--- Exercise prompt ---
The entries below should be set down again exactly, with every picture left out.

--- Source data ---
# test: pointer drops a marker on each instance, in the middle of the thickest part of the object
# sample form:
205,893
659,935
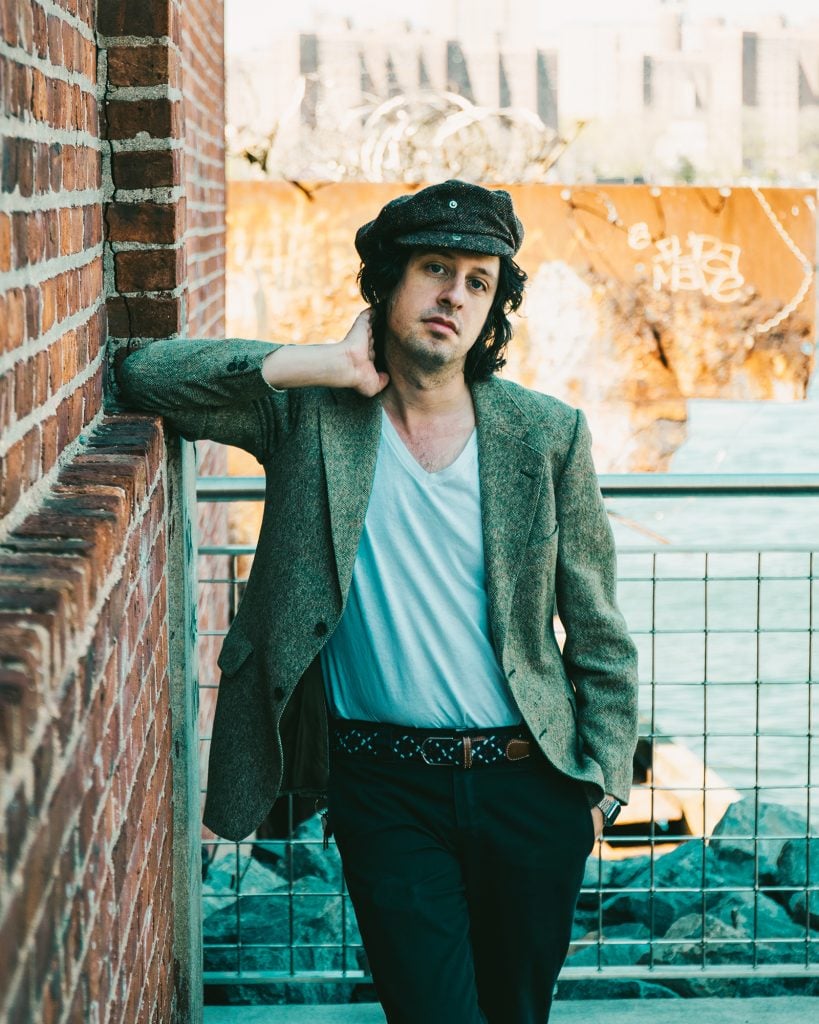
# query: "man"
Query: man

--- Answer ---
# test: pointer drops a marker on each instance, in the middle of the thickest part of the object
# sample form:
205,893
659,935
# query: "man"
Query: man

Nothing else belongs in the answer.